**SELECTED TEXT**:
◆ ◆ ◆ ◆ ◆

Maybe the locals will think you’re a dweeb, waiting for a green light. But sometimes dweebs live longer. (Christopher Reynolds / Los Angeles Times)
Killian Court
14. And speaking of MIT, it’s worth a visit.

The Cambridge campus, just a mile and a half southeast of Harvard on Mass Ave., dates to 1916, when the college moved across the river from Boston.

Unlike the close quarters of Harvard Square and the grittier bar scene near Central Square, the MIT campus and neighboring Kendall Square are full of big, bold and often cold modern buildings designed by avant-garde architects such as Alvar Aalto, I.M. Pei and Eero Saarinen.

Even though you can find several snazzy restaurants and lively pubs in the neighborhood (notice the periodic table menu at Miracle of Science), you couldn’t call MIT warm and fuzzy.

On campus, most buildings are known by numbers instead of names, even the grand entrance, a.k.a. Building 7. And though MIT officials claim they operate only one nuclear reactor, half the structures on campus seem likely spots for boron neutron capture therapy or other nuclear chores. (Christopher Reynolds / Los Angeles)
Frank Gehry’s Stata Center
Meanwhile, Frank Gehry’s towering, tilting Stata Center, completed in 2004, suggests a meltdown in progress. In a good way. There’s a cafe inside, along with colorful, oversized photos of striking scenes around the world.

The school (undergrad sticker price: $50,000 yearly) has seven Nobel Prize winners on its faculty, and alumni include astronaut Buzz Aldrin, Federal Reserve Chairman Ben Bernanke, Israeli Prime Minister Benjamin Netanyahu and Tom Scholz, the Boston guitarist behind those killer power chords on that golden ‘70s oldie “More Than a Feeling.”

If you take a student tour like the one I got from 20-year-old junior Lizi George, you’ll get to stride down “the infinite corridor,” a passage that runs about 300 yards through the spine of the campus. You’ll hear that the curved roof of Kresge Auditorium (designed by Saarinen) makes one-eighth of a perfect sphere.

Passing grassy Killian Court, you’re almost sure to see a few undergrads playing ultimate Frisbee or juggling. Now ask yourself: Are these sports or thinly disguised physics experiments? (Christopher Reynolds / Los Angeles)
MIT Museum
15. If you have an extra 45 minutes, check out the MIT Museum.

◆ ◆ ◆ ◆ ◆

**DATASET EXTRACT**:
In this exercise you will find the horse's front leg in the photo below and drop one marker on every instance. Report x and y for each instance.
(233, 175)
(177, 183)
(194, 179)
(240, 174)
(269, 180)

◆ ◆ ◆ ◆ ◆

**WHAT TO DO**:
**a)** In the MIT text, in what year was Frank Gehry's Stata Center completed?
**b)** Rewrite the part of the MIT text that begins at the words "Maybe the locals" and stops after "worth a visit.", swapping "green light" for "walk signal".

**ANSWERS TO EACH TASK**:
**a)** 2004

**b)**
Maybe the locals will think you’re a dweeb, waiting for a walk signal. But sometimes dweebs live longer. (Christopher Reynolds / Los Angeles Times)
Killian Court
14. And speaking of MIT, it’s worth a visit.